_TASK PROMPT:_
Please give back each entry below unaltered, leaving the pictures out.

_INPUT MATERIAL:_
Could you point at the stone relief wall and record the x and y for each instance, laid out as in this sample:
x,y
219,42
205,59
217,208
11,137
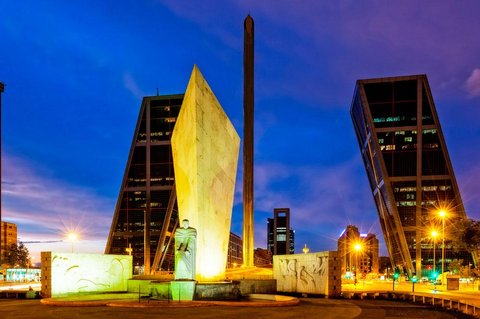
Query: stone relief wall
x,y
64,273
316,273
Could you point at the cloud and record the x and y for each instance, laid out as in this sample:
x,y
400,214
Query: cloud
x,y
45,208
322,200
473,83
131,85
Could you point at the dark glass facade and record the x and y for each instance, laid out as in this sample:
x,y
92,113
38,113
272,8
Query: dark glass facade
x,y
281,238
408,168
146,211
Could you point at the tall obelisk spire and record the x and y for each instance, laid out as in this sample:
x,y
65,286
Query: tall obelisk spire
x,y
248,142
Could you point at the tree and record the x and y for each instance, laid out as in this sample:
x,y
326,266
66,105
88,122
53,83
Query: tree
x,y
456,266
17,256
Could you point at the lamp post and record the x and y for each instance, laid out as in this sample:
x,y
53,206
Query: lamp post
x,y
305,249
442,214
357,247
434,236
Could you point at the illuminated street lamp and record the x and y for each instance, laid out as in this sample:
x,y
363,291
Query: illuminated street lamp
x,y
72,237
434,236
357,247
442,215
305,249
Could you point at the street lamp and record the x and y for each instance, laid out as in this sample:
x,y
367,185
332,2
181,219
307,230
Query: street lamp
x,y
357,248
305,249
442,215
72,237
434,236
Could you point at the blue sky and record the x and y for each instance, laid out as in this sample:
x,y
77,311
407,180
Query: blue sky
x,y
75,73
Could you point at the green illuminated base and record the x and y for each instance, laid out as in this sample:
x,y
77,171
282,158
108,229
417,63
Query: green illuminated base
x,y
182,290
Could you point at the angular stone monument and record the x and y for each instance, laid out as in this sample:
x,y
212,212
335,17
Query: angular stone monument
x,y
205,154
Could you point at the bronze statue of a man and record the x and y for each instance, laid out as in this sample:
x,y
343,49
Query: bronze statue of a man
x,y
185,250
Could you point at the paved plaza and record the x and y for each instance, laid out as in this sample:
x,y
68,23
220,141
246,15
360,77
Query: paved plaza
x,y
308,308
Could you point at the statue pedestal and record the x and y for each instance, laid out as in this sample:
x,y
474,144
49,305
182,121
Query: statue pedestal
x,y
182,290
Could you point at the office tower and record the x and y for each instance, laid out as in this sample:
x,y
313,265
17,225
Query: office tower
x,y
2,87
281,238
146,213
8,235
409,170
235,255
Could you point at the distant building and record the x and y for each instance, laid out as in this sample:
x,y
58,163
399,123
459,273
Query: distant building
x,y
235,251
262,257
384,265
365,259
281,238
409,170
8,237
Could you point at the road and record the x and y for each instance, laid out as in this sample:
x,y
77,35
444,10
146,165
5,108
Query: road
x,y
308,308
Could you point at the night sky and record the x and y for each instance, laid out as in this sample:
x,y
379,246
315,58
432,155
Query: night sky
x,y
76,71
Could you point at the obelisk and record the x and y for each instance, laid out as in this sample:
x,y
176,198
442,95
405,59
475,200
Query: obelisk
x,y
2,86
248,142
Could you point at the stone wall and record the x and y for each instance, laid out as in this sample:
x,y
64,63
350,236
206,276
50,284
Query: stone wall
x,y
315,273
64,274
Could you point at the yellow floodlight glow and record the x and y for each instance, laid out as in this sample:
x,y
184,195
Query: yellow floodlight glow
x,y
72,236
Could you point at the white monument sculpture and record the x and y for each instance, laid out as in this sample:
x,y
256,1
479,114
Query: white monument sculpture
x,y
205,149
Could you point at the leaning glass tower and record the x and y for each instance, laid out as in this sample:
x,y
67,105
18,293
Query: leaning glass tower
x,y
409,171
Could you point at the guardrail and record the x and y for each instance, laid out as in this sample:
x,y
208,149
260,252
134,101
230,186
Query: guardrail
x,y
427,299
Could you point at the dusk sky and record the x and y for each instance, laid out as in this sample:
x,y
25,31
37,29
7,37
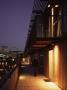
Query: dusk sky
x,y
15,18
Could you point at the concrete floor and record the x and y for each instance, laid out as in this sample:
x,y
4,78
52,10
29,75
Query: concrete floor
x,y
30,82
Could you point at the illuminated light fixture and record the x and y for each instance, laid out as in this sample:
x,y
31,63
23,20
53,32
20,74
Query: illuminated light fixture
x,y
49,5
56,5
52,11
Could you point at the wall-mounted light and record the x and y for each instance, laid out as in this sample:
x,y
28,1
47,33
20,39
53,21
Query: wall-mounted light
x,y
56,5
49,5
52,10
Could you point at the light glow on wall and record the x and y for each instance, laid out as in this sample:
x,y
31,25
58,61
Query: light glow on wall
x,y
51,64
56,62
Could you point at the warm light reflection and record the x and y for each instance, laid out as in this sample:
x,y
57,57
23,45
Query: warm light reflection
x,y
51,65
56,5
52,86
56,62
52,10
49,5
22,77
52,25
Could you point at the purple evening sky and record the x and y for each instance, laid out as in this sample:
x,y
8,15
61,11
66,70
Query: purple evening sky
x,y
14,22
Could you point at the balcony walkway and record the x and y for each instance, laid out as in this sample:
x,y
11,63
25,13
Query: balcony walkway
x,y
30,82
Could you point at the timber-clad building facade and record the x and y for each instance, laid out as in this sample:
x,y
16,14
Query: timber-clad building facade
x,y
47,39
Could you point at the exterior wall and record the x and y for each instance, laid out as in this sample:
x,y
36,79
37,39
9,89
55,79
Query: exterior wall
x,y
12,81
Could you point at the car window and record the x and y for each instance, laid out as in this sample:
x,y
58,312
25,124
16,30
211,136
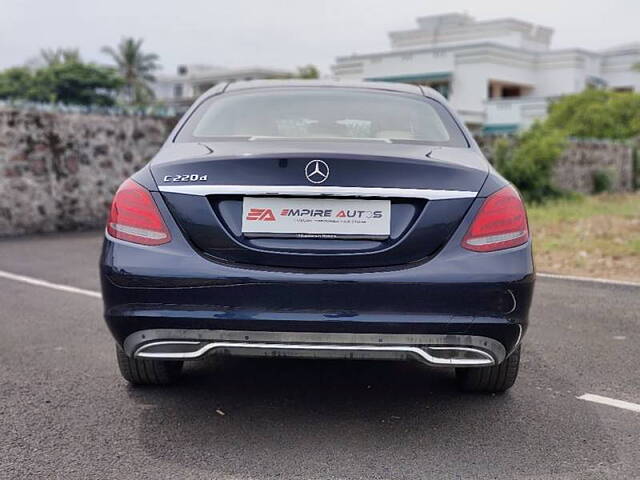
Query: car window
x,y
323,113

_COMPLETED TASK:_
Could you point at the stone relief wall and record the x and y for each instance, laid out as in this sample:
x,y
219,42
205,59
217,208
11,137
Query: stone relief wall
x,y
64,273
316,273
Could you point at the cloud and record the x and y for each instance, laid out as in this sample:
x,y
400,214
Query: cloud
x,y
45,208
322,200
473,83
131,85
Could you point at the dark glass facade and record the x and y for each instance, laid out as in this sample:
x,y
92,113
38,113
272,8
Query: dark glass facade
x,y
281,238
408,168
146,211
Could you point at the tall obelisk spire and record the x and y for each instance, laid out as in this sample:
x,y
65,286
Query: tall obelisk spire
x,y
248,142
Could you point at the tree and record the x and y for each instance, laid out as in this sample:
x,y
326,266
66,105
88,122
53,83
Query: tree
x,y
456,266
17,256
Could you point at the lamp post and record the x and y for each instance, laid out as in this sample:
x,y
53,206
Query: lamp post
x,y
305,249
442,214
357,247
434,236
Could you point at the illuminated street lamp and record the x and y for each instance, laid out as in this sample:
x,y
363,291
Query: illuminated street lamp
x,y
72,237
434,236
357,247
442,215
305,249
Could you point at the street lamp and record the x and y for each instance, laid out as in this sample:
x,y
367,185
332,2
181,219
307,230
Query: street lamp
x,y
357,248
305,249
442,215
72,237
434,236
Could you point at the blue sky and record the x and y for each instance, laid out as in this sample:
x,y
77,311
407,180
Query: blue sky
x,y
75,73
Could you point at the green illuminated base and record the x and y for each instance, laid out as in this sample:
x,y
77,171
282,158
108,229
417,63
Query: green illuminated base
x,y
182,290
Could you point at the angular stone monument and record the x and y for each instance, laid out as in this sample:
x,y
212,212
335,17
Query: angular stone monument
x,y
205,154
Could you point at the bronze statue of a man and record the x and y for each instance, laid out as in this sample:
x,y
343,49
Query: bronze statue of a man
x,y
185,250
Could you point at the paved plaza and record the x and y for each instance, laid out as in this sample:
x,y
68,23
220,141
246,15
360,77
Query: paved plaza
x,y
308,308
Could you point at the statue pedestal and record the x and y for each instance, laid out as in this sample:
x,y
474,144
49,305
182,121
Query: statue pedestal
x,y
182,290
Could you point at the office tower and record the x and y for each instance, laid out as in this sample:
x,y
313,265
17,225
Query: office tower
x,y
2,87
281,238
146,213
8,235
409,170
235,255
Could you point at the distant building and record the x and y for each instance, laid out as in this sample:
x,y
58,163
399,123
459,273
Query: distant building
x,y
235,251
262,257
384,265
365,259
281,238
409,170
8,237
Could you point at the road and record the x and y for each instance, laid out as in this sample:
x,y
77,35
444,10
146,165
5,108
Query: road
x,y
308,308
Could you point at the night sky and record the x and y for each instance, laid out as in this sample:
x,y
379,246
315,58
432,155
Query: night sky
x,y
76,71
Could you point at the obelisk and record the x and y for each instance, laid out as in this sample:
x,y
176,198
442,95
405,59
475,200
Query: obelisk
x,y
2,86
248,142
Could you point at the stone wall and record the x and y for each instance, laid out as in this sample:
x,y
64,63
350,236
206,276
50,284
Query: stone wall
x,y
315,273
64,274
Could you point at the yellow floodlight glow and record the x and y for each instance, laid out as in this sample:
x,y
184,195
Query: yellow floodlight glow
x,y
72,236
Could you point at the white monument sculpture and record the x and y for each instance, laid out as in this sample:
x,y
256,1
479,114
Query: white monument sculpture
x,y
205,149
Could you point at the leaning glass tower and record the x and y for each instance, laid out as in this sample:
x,y
67,105
18,293
Query: leaning glass tower
x,y
409,171
Could you point at the guardrail and record the x and y for each instance, laid out as in this sample:
x,y
208,149
260,252
134,101
230,186
Query: guardrail
x,y
427,299
Could you point at the dusk sky and record the x and y for each instance, laid out as in this sample:
x,y
25,31
37,29
7,37
Query: dusk sky
x,y
15,18
Could you point at the concrete floor and record the x and y for each instance, laid out as in this sample:
x,y
4,78
52,10
29,75
Query: concrete floor
x,y
30,82
Could you point at the illuminated light fixture and record the x and y for each instance, laid out as in this sample:
x,y
31,63
23,20
53,32
20,74
Query: illuminated light fixture
x,y
49,5
56,5
52,11
Could you point at the wall-mounted light and record the x and y for each instance, laid out as in this sample:
x,y
28,1
47,33
20,39
53,21
Query: wall-mounted light
x,y
56,5
49,5
52,10
Could you point at the light glow on wall and record the x and y for each instance, laid out as in this sample:
x,y
31,25
58,61
Query: light glow on wall
x,y
51,64
56,62
Could you point at the warm light reflection and record the x and y for each instance, laid out as in this sample:
x,y
57,57
23,45
Query: warm light reflection
x,y
51,65
56,5
52,86
56,62
52,10
49,5
22,77
52,25
Could you point at the purple evening sky and record the x and y for each instance, laid out as in this sample:
x,y
8,15
61,11
66,70
Query: purple evening sky
x,y
14,22
Could you point at the balcony walkway and record the x and y for each instance, laid out as in this sample:
x,y
11,63
25,13
Query: balcony walkway
x,y
30,82
Could you point at the timber-clad building facade and record the x and y for each instance, laid out as in this sample:
x,y
16,14
Query: timber-clad building facade
x,y
47,39
Could you point at the exterior wall and record the x and y for each instance, laid out as in this sample:
x,y
36,79
37,39
9,89
55,79
Query: exterior wall
x,y
12,81
Could you point at the car window and record the x and y for each instance, laid out as in this sample:
x,y
58,312
25,124
16,30
211,136
Query: car window
x,y
323,113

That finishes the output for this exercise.